━━ 文本段落 ━━

• ELEVATOR 南邮NOJ 1996


    ELEVATOR

    时间限制(普通/Java) : 1000 MS/ 3000 MS          运行内存限制 : 65536 KByte
    总提交 : 93            测试通过 : 24 

    题目描述

    In the library of NUPT there is an elevator. The elevator can lift no more than W kg.
    And you know in NUPT the library is always crowded.
    Here are N people want to get into the elevator. Each people have two facts, the weight and IQ.
    I want you to find the minimum of the combined IQ of the people outside the elevator when the combined weight of the people in the elevator is no more than W. 
    For example: when W,n=200,4
            The weight of people are: 65 50 85 55
            The IQ of peole are:     46 18 70 21
    65+50+85+55=255>W, so the elevator can lift them all.
    We chose to lift the 1st,2nd,3rd people, the sum of weight is 200<=W and the sum of  IQ of people out of the elevator is 21.
    So you have to output 21.

━━━
━━ 所给材料 ━━

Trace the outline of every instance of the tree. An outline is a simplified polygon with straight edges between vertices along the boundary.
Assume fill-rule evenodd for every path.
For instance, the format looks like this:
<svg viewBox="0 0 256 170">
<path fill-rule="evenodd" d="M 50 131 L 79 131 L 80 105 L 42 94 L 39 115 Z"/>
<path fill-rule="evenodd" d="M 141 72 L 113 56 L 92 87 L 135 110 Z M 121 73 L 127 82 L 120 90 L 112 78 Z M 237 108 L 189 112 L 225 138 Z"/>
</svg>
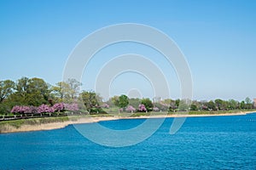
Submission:
<svg viewBox="0 0 256 170">
<path fill-rule="evenodd" d="M 246 108 L 246 105 L 245 105 L 245 101 L 241 101 L 241 103 L 240 103 L 240 109 L 245 109 Z"/>
<path fill-rule="evenodd" d="M 136 109 L 132 105 L 128 105 L 125 110 L 133 113 Z"/>
<path fill-rule="evenodd" d="M 65 82 L 57 82 L 55 86 L 51 87 L 51 92 L 55 97 L 60 99 L 60 101 L 64 101 L 66 99 L 71 99 L 71 95 L 69 94 L 70 86 Z"/>
<path fill-rule="evenodd" d="M 55 97 L 60 99 L 59 101 L 72 103 L 73 99 L 78 97 L 81 85 L 81 82 L 73 78 L 56 83 L 51 88 L 51 91 Z"/>
<path fill-rule="evenodd" d="M 218 110 L 222 110 L 223 109 L 223 100 L 222 99 L 215 99 L 215 105 Z"/>
<path fill-rule="evenodd" d="M 70 95 L 71 95 L 71 98 L 72 99 L 75 99 L 76 97 L 78 97 L 77 95 L 79 93 L 79 88 L 80 88 L 80 86 L 82 86 L 82 83 L 79 82 L 79 81 L 77 81 L 74 78 L 69 78 L 69 79 L 67 79 L 67 83 L 70 87 Z"/>
<path fill-rule="evenodd" d="M 141 99 L 138 98 L 129 99 L 129 105 L 132 105 L 134 108 L 137 108 L 138 106 L 138 105 L 140 105 L 140 104 L 141 104 Z"/>
<path fill-rule="evenodd" d="M 9 95 L 9 102 L 13 106 L 47 104 L 49 97 L 49 86 L 40 78 L 22 77 L 18 80 L 15 92 Z"/>
<path fill-rule="evenodd" d="M 195 104 L 192 104 L 192 105 L 190 105 L 190 110 L 197 110 L 198 109 L 197 109 L 197 106 L 196 106 Z"/>
<path fill-rule="evenodd" d="M 142 104 L 145 105 L 148 111 L 151 111 L 154 107 L 152 101 L 148 98 L 143 99 Z"/>
<path fill-rule="evenodd" d="M 188 104 L 186 99 L 179 100 L 178 110 L 188 111 L 189 108 L 189 105 Z"/>
<path fill-rule="evenodd" d="M 238 102 L 236 101 L 235 99 L 230 99 L 229 100 L 229 108 L 230 110 L 236 109 L 237 108 L 237 105 L 238 105 Z"/>
<path fill-rule="evenodd" d="M 119 96 L 113 96 L 111 99 L 111 103 L 113 104 L 115 106 L 119 106 Z"/>
<path fill-rule="evenodd" d="M 0 81 L 0 104 L 13 94 L 15 83 L 11 80 Z"/>
<path fill-rule="evenodd" d="M 247 109 L 252 109 L 252 106 L 253 106 L 253 101 L 250 98 L 247 97 L 245 99 L 245 103 L 247 105 Z"/>
<path fill-rule="evenodd" d="M 175 107 L 176 107 L 176 108 L 178 107 L 179 103 L 180 103 L 180 99 L 177 99 L 175 100 Z"/>
<path fill-rule="evenodd" d="M 210 110 L 216 110 L 216 105 L 215 105 L 215 103 L 212 100 L 209 101 L 207 103 L 207 106 Z"/>
<path fill-rule="evenodd" d="M 95 92 L 83 91 L 80 94 L 80 98 L 82 99 L 85 109 L 87 110 L 89 114 L 93 110 L 94 108 L 99 106 L 99 101 L 97 100 L 97 94 Z"/>
<path fill-rule="evenodd" d="M 129 104 L 129 99 L 126 95 L 122 94 L 119 96 L 119 108 L 125 108 Z"/>
</svg>

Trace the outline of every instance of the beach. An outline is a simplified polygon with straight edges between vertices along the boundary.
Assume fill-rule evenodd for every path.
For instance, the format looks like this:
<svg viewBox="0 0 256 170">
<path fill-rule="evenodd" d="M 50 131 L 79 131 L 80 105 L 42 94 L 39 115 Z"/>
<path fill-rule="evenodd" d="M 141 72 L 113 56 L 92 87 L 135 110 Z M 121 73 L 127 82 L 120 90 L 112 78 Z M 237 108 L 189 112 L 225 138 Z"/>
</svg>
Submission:
<svg viewBox="0 0 256 170">
<path fill-rule="evenodd" d="M 53 130 L 58 128 L 64 128 L 65 127 L 72 124 L 79 123 L 94 123 L 102 121 L 113 121 L 119 119 L 147 119 L 147 118 L 169 118 L 169 117 L 199 117 L 199 116 L 241 116 L 253 113 L 252 111 L 245 111 L 239 113 L 226 113 L 226 114 L 207 114 L 207 115 L 188 115 L 188 114 L 176 114 L 176 115 L 153 115 L 153 116 L 87 116 L 81 117 L 77 120 L 69 119 L 65 122 L 49 122 L 41 123 L 37 125 L 21 125 L 19 128 L 13 127 L 11 125 L 6 124 L 3 129 L 1 129 L 1 133 L 18 133 L 18 132 L 30 132 L 30 131 L 40 131 L 40 130 Z"/>
</svg>

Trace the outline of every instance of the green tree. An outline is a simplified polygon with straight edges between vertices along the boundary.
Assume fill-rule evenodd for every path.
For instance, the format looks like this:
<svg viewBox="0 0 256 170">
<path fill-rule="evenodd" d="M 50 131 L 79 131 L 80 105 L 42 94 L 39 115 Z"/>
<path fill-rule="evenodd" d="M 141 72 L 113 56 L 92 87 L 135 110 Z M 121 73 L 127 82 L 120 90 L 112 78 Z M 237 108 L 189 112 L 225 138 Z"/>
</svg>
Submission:
<svg viewBox="0 0 256 170">
<path fill-rule="evenodd" d="M 218 109 L 218 110 L 222 110 L 223 109 L 223 100 L 222 99 L 215 99 L 215 105 L 216 105 L 216 108 Z"/>
<path fill-rule="evenodd" d="M 95 92 L 83 91 L 80 94 L 80 99 L 82 99 L 84 104 L 85 109 L 90 114 L 99 107 L 99 101 L 97 99 L 97 94 Z"/>
<path fill-rule="evenodd" d="M 119 97 L 115 95 L 115 96 L 113 96 L 111 99 L 111 103 L 113 104 L 115 106 L 119 106 Z"/>
<path fill-rule="evenodd" d="M 82 86 L 82 83 L 74 78 L 67 79 L 67 83 L 69 85 L 70 88 L 69 94 L 71 95 L 71 98 L 77 98 L 78 94 L 79 94 L 79 88 Z"/>
<path fill-rule="evenodd" d="M 245 103 L 247 105 L 247 109 L 252 109 L 253 107 L 253 101 L 250 98 L 247 97 L 245 99 Z"/>
<path fill-rule="evenodd" d="M 38 106 L 47 104 L 49 97 L 49 86 L 43 79 L 22 77 L 18 80 L 15 92 L 9 95 L 9 102 L 19 105 Z"/>
<path fill-rule="evenodd" d="M 229 109 L 234 110 L 236 109 L 238 106 L 238 102 L 236 101 L 235 99 L 230 99 L 229 100 Z"/>
<path fill-rule="evenodd" d="M 0 81 L 0 104 L 14 93 L 15 83 L 11 80 Z"/>
<path fill-rule="evenodd" d="M 180 99 L 177 99 L 175 100 L 175 107 L 176 107 L 176 108 L 178 107 L 179 103 L 180 103 Z"/>
<path fill-rule="evenodd" d="M 141 99 L 138 99 L 138 98 L 131 98 L 131 99 L 129 99 L 129 105 L 133 106 L 134 108 L 137 108 L 137 106 L 141 104 Z"/>
<path fill-rule="evenodd" d="M 207 104 L 207 106 L 209 110 L 216 110 L 216 105 L 215 105 L 215 103 L 211 100 L 209 101 Z"/>
<path fill-rule="evenodd" d="M 68 83 L 65 82 L 57 82 L 55 86 L 51 87 L 51 93 L 55 98 L 59 99 L 57 102 L 71 102 L 71 88 Z"/>
<path fill-rule="evenodd" d="M 148 111 L 151 111 L 153 110 L 154 107 L 153 103 L 148 98 L 143 99 L 142 104 L 145 105 Z"/>
<path fill-rule="evenodd" d="M 189 110 L 189 105 L 187 102 L 186 99 L 181 99 L 179 100 L 179 105 L 178 105 L 178 110 L 180 111 L 187 111 Z"/>
<path fill-rule="evenodd" d="M 190 105 L 190 110 L 197 110 L 198 108 L 197 108 L 197 106 L 196 106 L 195 104 L 192 104 L 192 105 Z"/>
<path fill-rule="evenodd" d="M 241 103 L 240 103 L 240 109 L 245 109 L 246 108 L 246 104 L 245 102 L 242 100 Z"/>
<path fill-rule="evenodd" d="M 129 99 L 126 95 L 122 94 L 119 96 L 119 108 L 125 108 L 129 104 Z"/>
</svg>

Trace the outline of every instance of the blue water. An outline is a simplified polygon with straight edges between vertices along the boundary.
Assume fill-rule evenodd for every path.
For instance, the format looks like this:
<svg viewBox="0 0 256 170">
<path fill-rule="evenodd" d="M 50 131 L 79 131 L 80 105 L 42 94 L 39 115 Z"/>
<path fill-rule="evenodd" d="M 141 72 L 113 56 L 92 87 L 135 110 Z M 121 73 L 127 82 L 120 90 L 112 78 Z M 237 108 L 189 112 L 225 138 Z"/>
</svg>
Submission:
<svg viewBox="0 0 256 170">
<path fill-rule="evenodd" d="M 101 124 L 127 129 L 143 121 Z M 150 138 L 123 148 L 92 143 L 73 126 L 0 134 L 0 169 L 256 169 L 256 113 L 187 118 L 170 135 L 172 121 L 166 119 Z"/>
</svg>

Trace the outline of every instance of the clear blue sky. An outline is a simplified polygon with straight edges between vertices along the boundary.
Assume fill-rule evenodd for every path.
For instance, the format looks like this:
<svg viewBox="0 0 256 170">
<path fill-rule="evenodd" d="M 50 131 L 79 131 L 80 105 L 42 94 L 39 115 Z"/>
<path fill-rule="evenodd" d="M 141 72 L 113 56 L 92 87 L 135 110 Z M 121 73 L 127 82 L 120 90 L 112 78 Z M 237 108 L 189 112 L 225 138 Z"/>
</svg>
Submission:
<svg viewBox="0 0 256 170">
<path fill-rule="evenodd" d="M 177 42 L 191 69 L 194 99 L 256 98 L 253 0 L 1 0 L 0 79 L 61 82 L 67 57 L 80 40 L 103 26 L 127 22 L 155 27 Z M 86 78 L 83 88 L 92 89 Z M 177 80 L 168 81 L 174 84 L 172 97 L 178 98 Z"/>
</svg>

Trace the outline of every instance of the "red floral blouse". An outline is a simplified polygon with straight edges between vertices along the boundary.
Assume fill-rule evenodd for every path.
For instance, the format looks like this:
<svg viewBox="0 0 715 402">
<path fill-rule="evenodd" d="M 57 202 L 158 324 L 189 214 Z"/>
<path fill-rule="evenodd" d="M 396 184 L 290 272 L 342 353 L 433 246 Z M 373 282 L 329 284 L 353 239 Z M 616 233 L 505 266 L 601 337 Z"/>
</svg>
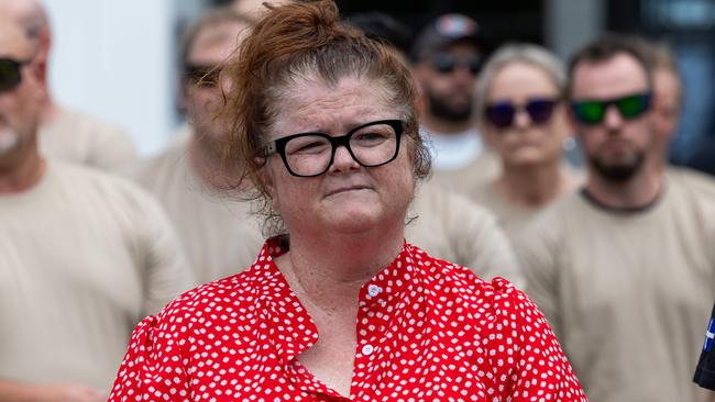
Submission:
<svg viewBox="0 0 715 402">
<path fill-rule="evenodd" d="M 350 398 L 297 356 L 318 339 L 266 242 L 248 270 L 140 323 L 110 401 L 586 401 L 543 315 L 505 279 L 405 244 L 360 291 Z"/>
</svg>

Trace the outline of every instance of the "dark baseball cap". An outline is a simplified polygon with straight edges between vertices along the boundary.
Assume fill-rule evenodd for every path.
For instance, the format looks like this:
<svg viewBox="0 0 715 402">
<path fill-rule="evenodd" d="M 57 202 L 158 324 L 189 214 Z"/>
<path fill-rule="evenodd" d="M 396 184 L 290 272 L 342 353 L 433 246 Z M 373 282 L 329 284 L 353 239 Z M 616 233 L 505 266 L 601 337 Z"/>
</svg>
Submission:
<svg viewBox="0 0 715 402">
<path fill-rule="evenodd" d="M 417 62 L 425 55 L 444 51 L 458 42 L 471 42 L 484 52 L 484 40 L 476 21 L 463 14 L 443 14 L 420 31 L 409 55 L 413 62 Z"/>
</svg>

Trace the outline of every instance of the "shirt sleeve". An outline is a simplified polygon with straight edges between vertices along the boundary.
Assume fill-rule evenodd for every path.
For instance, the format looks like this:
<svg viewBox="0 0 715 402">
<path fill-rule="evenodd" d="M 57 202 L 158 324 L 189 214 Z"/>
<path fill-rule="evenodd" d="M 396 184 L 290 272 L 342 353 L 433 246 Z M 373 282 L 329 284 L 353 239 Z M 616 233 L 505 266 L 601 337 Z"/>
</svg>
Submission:
<svg viewBox="0 0 715 402">
<path fill-rule="evenodd" d="M 129 183 L 129 182 L 128 182 Z M 142 316 L 158 313 L 174 298 L 195 287 L 178 236 L 163 208 L 133 183 L 134 214 L 131 216 L 138 265 L 143 276 Z"/>
<path fill-rule="evenodd" d="M 552 331 L 563 339 L 560 294 L 558 286 L 558 261 L 554 235 L 528 227 L 515 242 L 515 248 L 526 277 L 526 293 L 536 302 L 547 317 Z"/>
<path fill-rule="evenodd" d="M 155 316 L 136 325 L 109 402 L 189 400 L 183 342 L 162 330 Z"/>
<path fill-rule="evenodd" d="M 520 401 L 586 401 L 543 314 L 522 292 L 496 278 L 494 322 L 485 337 L 504 397 Z"/>
</svg>

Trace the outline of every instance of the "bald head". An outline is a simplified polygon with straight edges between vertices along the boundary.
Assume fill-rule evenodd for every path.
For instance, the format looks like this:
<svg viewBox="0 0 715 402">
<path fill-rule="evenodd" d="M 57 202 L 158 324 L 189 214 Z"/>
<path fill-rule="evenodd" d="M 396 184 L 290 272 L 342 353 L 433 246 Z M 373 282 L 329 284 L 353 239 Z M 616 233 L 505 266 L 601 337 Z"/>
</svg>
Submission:
<svg viewBox="0 0 715 402">
<path fill-rule="evenodd" d="M 0 14 L 0 57 L 28 60 L 32 51 L 32 44 L 23 27 L 16 21 Z"/>
<path fill-rule="evenodd" d="M 257 20 L 267 10 L 263 3 L 278 7 L 293 3 L 294 1 L 295 0 L 233 0 L 233 8 L 237 12 Z"/>
<path fill-rule="evenodd" d="M 0 16 L 18 23 L 41 54 L 50 53 L 50 22 L 38 0 L 0 0 Z"/>
</svg>

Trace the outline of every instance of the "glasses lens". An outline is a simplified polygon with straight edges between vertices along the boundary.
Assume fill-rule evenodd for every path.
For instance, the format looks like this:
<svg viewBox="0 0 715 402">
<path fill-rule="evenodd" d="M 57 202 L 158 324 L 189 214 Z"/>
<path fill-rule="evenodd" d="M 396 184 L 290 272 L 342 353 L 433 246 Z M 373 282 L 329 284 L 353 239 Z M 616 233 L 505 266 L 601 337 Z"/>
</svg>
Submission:
<svg viewBox="0 0 715 402">
<path fill-rule="evenodd" d="M 330 164 L 332 145 L 317 134 L 302 134 L 286 143 L 285 156 L 288 168 L 298 176 L 322 174 Z"/>
<path fill-rule="evenodd" d="M 603 121 L 606 114 L 606 102 L 604 101 L 583 101 L 571 104 L 573 114 L 583 124 L 597 124 Z"/>
<path fill-rule="evenodd" d="M 219 69 L 216 66 L 186 66 L 186 80 L 191 85 L 201 87 L 215 87 L 218 80 Z"/>
<path fill-rule="evenodd" d="M 435 69 L 442 74 L 454 71 L 454 57 L 447 54 L 437 54 L 432 60 Z"/>
<path fill-rule="evenodd" d="M 0 92 L 9 91 L 20 85 L 22 75 L 20 74 L 20 63 L 0 58 Z"/>
<path fill-rule="evenodd" d="M 495 127 L 506 129 L 514 122 L 516 109 L 512 103 L 494 103 L 484 110 L 484 116 Z"/>
<path fill-rule="evenodd" d="M 468 65 L 470 68 L 470 72 L 472 72 L 472 75 L 474 76 L 480 74 L 480 71 L 482 70 L 482 60 L 476 56 L 470 57 L 468 59 Z"/>
<path fill-rule="evenodd" d="M 616 101 L 616 108 L 624 119 L 636 119 L 650 107 L 650 93 L 632 94 Z"/>
<path fill-rule="evenodd" d="M 363 126 L 350 136 L 350 149 L 362 166 L 380 166 L 397 156 L 397 132 L 389 124 Z"/>
<path fill-rule="evenodd" d="M 557 104 L 552 99 L 532 99 L 525 109 L 534 123 L 546 123 L 551 119 L 553 107 Z"/>
</svg>

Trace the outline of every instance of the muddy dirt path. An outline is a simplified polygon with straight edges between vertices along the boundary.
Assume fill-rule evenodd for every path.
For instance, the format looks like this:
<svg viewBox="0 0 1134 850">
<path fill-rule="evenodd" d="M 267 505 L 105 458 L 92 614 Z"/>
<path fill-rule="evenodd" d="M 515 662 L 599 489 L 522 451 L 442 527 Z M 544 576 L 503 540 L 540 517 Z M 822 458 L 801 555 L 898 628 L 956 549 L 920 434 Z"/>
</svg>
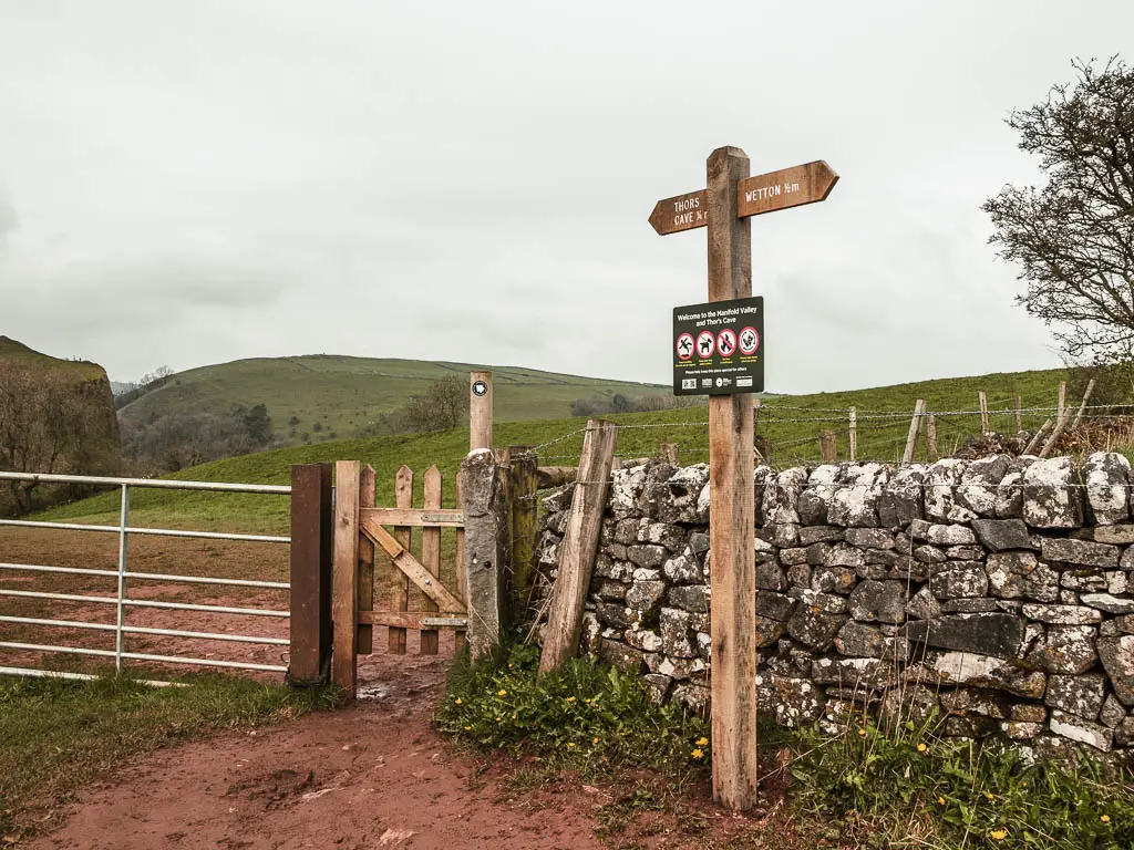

━━━

**书面任务**
1. 逐字抄录电梯题目中“I want you to”与“to output 21.”之间的内容，首尾两处均包括在内。
2. 从电梯题目的最后一句之后接着往下写出后续部分。

**预期输出**
1.
I want you to find the minimum of the combined IQ of the people outside the elevator when the combined weight of the people in the elevator is no more than W. 
    For example: when W,n=200,4
            The weight of people are: 65 50 85 55
            The IQ of peole are:     46 18 70 21
    65+50+85+55=255>W, so the elevator can lift them all.
    We chose to lift the 1st,2nd,3rd people, the sum of weight is 200<=W and the sum of  IQ of people out of the elevator is 21.
    So you have to output 21.

2.
    输入

    In the first line there is an integer T indicating there T test cases.
    In the first of each case, there are two integers W,n.W is the max weight of peole in the elevator, and there are n people.
    In the next line there are n integers wi. The ith integer is the ith people’s weight.
    In the next line there are n integers vi. The ith integer is the ith people’s IQ.

    输出

    For each case you only output one integer. The combined IQ of the people outside the elevator.

    样例输入

    2
    0 1
    1
    1
    200 4
    65 50 85 55
    46 18 70 21

    样例输出

    1
    21

    提示

    null

    #include<iostream>
    #include<cstring>
    #include<cstdlib>
    #include<cstdio>
    using namespace std;
    int main()
    {
        int dp[101][1001],m,T,C,w[101],val[101],i,j;
         scanf("%d",&C);
         while(C--){
         int sum=0;  //累加器
         scanf("%d%d",&T,&m);
         for(i=1;i<=m;i++)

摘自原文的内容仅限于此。